Embryos growing are kind of like looking back at past common ancestors in evolutionary history. At a point humans even have gill slits as embryos, and you’d be hard pressed to tell the difference between a human/elephant/pig embryo at early enough stages. Using that example gill slits are seen in fish, reptile, bird and mammalian embryos. Comparing embryos shows a lot of evolutionary developmental programming.
Evolution just builds on top of the last thing that worked, and there are a ton of things that were built on to get to where we are now. While we don’t develop gills, we share that dna with fish, and it develops early on in our development and it then reprogrammed to turn into things that become the inner ear, thyroid/cricoid cartilage and various other things in the face/neck.
Because we share relatively close common ancestors with mammals, we use a lot of the same building blocks.
We all have the same amount of vertebrae, we all have leg bones and tail bones.
In very early stages of development, it doesn’t matter if your legs need to become a dog’s, a whale’s or a human’s, what matters is that they become legs at all. And then our legs have at least the same bone structure and the same muscles, even the rudimentary legs on a whale.

[Excerpts from a dataset]
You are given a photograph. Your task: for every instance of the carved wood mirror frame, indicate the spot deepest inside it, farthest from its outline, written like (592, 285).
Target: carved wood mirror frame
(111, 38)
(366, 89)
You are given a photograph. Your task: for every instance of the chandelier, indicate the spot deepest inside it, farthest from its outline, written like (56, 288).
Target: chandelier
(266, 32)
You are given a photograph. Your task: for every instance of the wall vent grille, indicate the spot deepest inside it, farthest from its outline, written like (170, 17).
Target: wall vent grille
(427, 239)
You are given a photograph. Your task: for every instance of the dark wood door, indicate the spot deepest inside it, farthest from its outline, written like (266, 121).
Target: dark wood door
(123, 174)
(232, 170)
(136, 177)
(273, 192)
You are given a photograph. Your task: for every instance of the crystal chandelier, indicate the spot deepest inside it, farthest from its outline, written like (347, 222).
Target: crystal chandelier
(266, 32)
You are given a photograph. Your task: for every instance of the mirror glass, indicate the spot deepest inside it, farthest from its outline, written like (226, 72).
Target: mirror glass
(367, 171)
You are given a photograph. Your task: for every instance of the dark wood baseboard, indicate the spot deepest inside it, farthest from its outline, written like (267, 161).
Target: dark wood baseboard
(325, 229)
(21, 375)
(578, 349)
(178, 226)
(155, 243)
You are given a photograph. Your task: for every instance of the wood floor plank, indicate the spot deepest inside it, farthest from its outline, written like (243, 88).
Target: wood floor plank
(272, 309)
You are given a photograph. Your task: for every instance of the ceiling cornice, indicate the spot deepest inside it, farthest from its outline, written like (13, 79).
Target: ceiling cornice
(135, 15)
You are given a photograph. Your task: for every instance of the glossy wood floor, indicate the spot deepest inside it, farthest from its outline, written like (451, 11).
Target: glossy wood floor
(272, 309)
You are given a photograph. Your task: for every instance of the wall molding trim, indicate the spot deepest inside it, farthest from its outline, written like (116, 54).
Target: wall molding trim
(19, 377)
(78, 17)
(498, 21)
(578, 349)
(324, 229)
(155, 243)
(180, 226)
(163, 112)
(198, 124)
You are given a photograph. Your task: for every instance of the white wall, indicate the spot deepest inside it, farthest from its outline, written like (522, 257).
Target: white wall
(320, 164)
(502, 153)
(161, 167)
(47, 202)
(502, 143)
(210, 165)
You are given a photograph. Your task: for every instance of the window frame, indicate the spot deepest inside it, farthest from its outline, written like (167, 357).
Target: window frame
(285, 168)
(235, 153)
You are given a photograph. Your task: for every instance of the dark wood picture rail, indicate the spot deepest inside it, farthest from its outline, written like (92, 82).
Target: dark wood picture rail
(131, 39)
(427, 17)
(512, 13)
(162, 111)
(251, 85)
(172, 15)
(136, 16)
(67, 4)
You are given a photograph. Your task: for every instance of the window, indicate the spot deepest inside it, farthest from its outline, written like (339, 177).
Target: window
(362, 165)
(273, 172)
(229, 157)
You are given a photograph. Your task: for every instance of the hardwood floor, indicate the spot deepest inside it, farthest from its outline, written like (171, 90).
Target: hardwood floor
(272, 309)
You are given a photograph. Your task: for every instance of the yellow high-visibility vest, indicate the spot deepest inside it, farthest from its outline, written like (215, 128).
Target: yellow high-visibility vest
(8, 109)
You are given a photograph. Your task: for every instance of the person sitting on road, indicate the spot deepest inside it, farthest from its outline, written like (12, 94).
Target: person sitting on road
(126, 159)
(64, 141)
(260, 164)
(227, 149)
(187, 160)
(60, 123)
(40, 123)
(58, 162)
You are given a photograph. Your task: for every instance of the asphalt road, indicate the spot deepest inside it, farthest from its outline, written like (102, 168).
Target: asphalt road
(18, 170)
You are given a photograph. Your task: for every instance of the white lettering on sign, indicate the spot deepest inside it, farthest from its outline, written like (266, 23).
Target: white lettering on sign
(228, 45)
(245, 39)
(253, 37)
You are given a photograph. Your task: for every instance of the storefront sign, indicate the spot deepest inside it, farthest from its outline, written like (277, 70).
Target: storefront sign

Brief 1:
According to the passage about embryos, in which groups' embryos are gill slits seen? List every group it names.
Brief 2:
Decide whether each statement agrees with the passage about embryos. Answer yes or no for each, and quote the words from the passage that settle it.
(a) Human embryos develop working gills.
(b) The rudimentary legs on a whale share the same bone structure and muscles as other legs.
(c) Humans have more vertebrae than the other animals the passage discusses.
Brief 3:
Extend the passage about embryos and shared evolutionary building blocks, starting after its last sentence.

Response area 1:
Fish, reptiles, birds and mammals

Response area 2:
(a) No: "While we don’t develop gills"
(b) Yes: "our legs have at least the same bone structure and the same muscles, even the rudimentary legs on a whale"
(c) No: "We all have the same amount of vertebrae"

Response area 3:
First the basic outline is built, then the details are added
Embryos of different species don’t look *exactly* the same, but it’s true that they’re close.
The basic logic here is that evolution works by combining a bunch of *small* mutations, each of them individually beneficial. But a mutation that affects an embryo early in gestation tends to have *big* effects rather than small ones. So the mutations that survive are *usually* ones that don’t affect the embryo until late in gestation.
For example, suppose you’ve got a simple cake recipe that looks like the following:
1. Put the dry ingredients in a bowl.
2. Stir.
3. Add the wet ingredients.
4. Stir again.
5. Bake.
Now, what if you want to modify this to make it a *birthday* cake, by adding a “Put candles on top of it” step? You’ll find that if you insert this extra step too early in the list, the cake won’t turn out well–it may taste waxy, and/or fail to rise properly–but if you insert it at the end of the list, it’ll be fine.
It’s not just mammals, the early stages of most vertebrates are very similar. The closer in relation you get to humans, the longer the embryos will look similar to human embryos. This is due to the fact that all life that exists today evolved from the same life form billions of years ago. So the genetic instructions used to create new species will be similar, but the further you’re separated from other life forms on the tree of life, the less similar you’ll be. For example, plants obviously don’t develop like humans. That said, vertebrates are relatively close to each other on the tree of life, and mammals are all very close to each other.